Records to process:
- - - - - - -

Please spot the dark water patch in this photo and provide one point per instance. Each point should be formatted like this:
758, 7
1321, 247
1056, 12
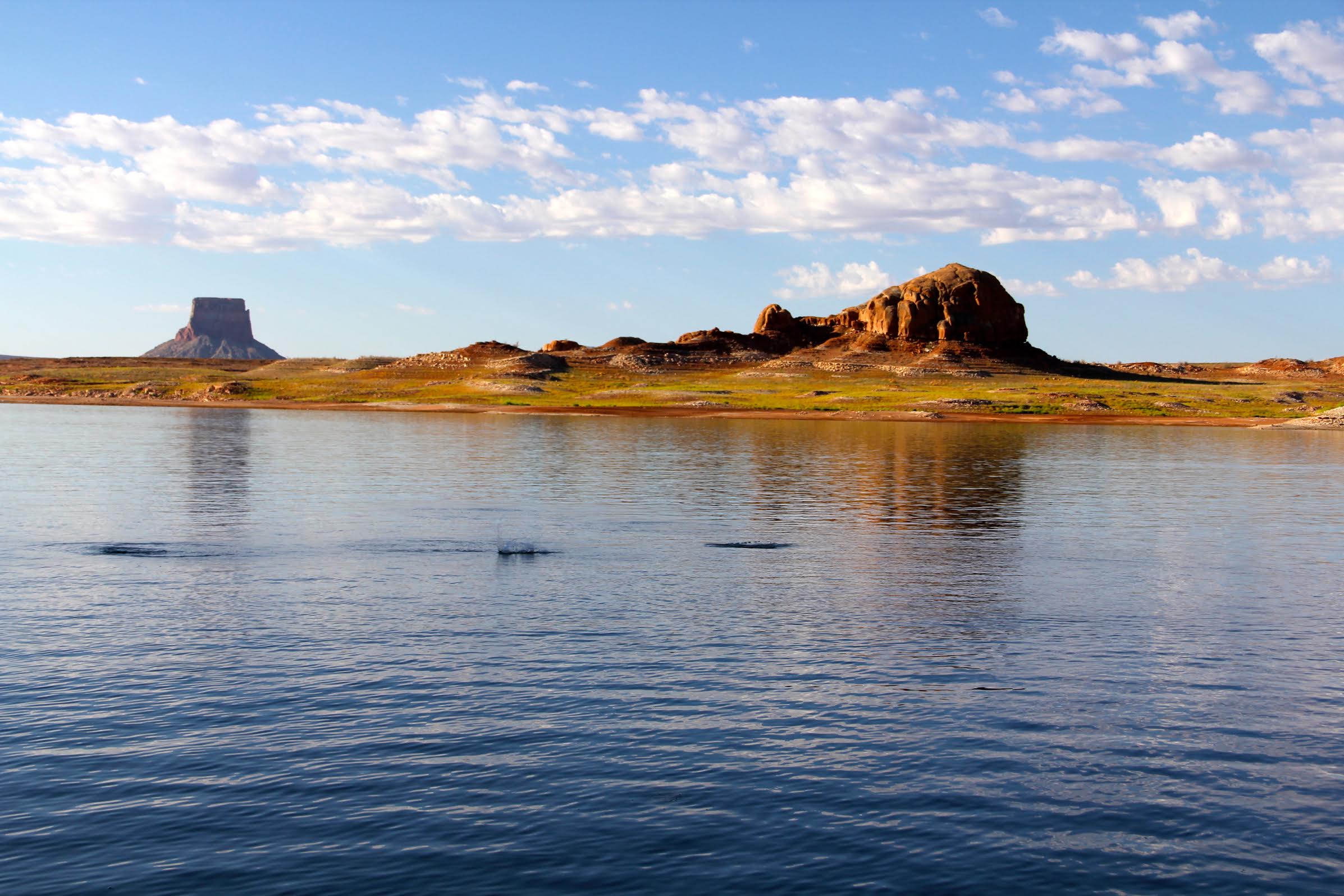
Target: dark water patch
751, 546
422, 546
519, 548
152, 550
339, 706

- - - - - - -

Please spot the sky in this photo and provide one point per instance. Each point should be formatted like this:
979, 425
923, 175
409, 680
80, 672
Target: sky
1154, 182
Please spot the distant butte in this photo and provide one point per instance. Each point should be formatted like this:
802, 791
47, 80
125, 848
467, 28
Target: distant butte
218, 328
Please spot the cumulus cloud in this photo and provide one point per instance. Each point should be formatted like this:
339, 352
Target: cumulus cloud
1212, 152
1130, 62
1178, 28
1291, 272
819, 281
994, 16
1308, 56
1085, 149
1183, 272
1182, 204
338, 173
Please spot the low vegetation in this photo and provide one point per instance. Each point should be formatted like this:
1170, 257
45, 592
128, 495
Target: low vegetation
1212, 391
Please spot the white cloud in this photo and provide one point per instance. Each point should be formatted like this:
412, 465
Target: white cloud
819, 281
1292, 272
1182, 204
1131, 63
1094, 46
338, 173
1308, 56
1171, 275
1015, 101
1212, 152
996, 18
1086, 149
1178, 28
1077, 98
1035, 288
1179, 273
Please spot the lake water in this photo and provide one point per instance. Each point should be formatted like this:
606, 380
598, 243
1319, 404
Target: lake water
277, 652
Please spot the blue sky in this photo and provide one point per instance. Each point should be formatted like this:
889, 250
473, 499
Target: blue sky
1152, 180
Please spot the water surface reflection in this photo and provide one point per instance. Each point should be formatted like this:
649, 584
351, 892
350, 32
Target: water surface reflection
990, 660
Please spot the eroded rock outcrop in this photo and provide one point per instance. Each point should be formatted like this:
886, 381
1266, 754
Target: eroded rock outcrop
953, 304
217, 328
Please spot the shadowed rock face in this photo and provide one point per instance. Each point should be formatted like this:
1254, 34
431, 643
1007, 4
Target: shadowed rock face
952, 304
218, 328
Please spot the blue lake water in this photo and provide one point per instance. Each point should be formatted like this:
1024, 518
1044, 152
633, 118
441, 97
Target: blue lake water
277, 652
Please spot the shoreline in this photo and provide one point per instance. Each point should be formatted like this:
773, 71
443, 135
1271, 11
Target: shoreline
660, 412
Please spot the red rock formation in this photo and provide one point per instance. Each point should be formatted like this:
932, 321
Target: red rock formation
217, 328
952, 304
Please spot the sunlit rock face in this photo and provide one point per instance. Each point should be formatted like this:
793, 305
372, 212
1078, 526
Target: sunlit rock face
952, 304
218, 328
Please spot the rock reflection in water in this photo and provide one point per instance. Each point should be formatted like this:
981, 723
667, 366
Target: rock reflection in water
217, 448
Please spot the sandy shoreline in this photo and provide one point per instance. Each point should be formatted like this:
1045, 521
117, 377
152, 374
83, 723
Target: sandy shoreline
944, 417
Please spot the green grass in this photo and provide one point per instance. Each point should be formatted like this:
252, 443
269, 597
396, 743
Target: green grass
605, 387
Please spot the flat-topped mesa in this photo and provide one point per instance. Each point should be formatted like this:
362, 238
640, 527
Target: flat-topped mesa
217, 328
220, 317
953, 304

- - - - - - -

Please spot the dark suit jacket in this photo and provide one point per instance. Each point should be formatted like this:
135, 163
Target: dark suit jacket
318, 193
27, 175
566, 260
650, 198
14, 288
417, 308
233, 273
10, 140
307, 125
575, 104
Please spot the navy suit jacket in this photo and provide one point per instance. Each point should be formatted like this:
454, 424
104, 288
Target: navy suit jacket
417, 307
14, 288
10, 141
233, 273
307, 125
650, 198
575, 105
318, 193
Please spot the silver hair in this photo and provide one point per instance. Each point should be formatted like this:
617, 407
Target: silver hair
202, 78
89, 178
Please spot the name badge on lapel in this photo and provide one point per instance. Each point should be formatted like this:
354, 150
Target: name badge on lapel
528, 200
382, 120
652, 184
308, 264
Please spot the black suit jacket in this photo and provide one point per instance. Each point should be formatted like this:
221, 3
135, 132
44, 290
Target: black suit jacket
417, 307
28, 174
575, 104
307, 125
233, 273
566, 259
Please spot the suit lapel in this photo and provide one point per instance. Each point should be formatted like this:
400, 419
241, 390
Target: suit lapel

- - - - - - -

Task goal: Among the lines above, find the one with "Please spot the name" and the one with "Target: suit lapel". Quote both and everything between them, exactly.

Answer box:
Please spot the name badge on lapel in this photo and provide one point per instance. Each point should be formatted like this:
354, 150
Target: name badge on lapel
528, 200
382, 120
652, 184
308, 264
Please spot the black suit jacket in this photo and provide one point per instance. Each point should be formatted like this:
221, 3
135, 132
44, 290
Target: black suit jacket
417, 307
28, 174
575, 104
307, 125
233, 273
566, 259
Please spot the suit lapel in this photo and provide one point per instance. Each point should be formatted like this:
400, 419
241, 390
Target: suit lapel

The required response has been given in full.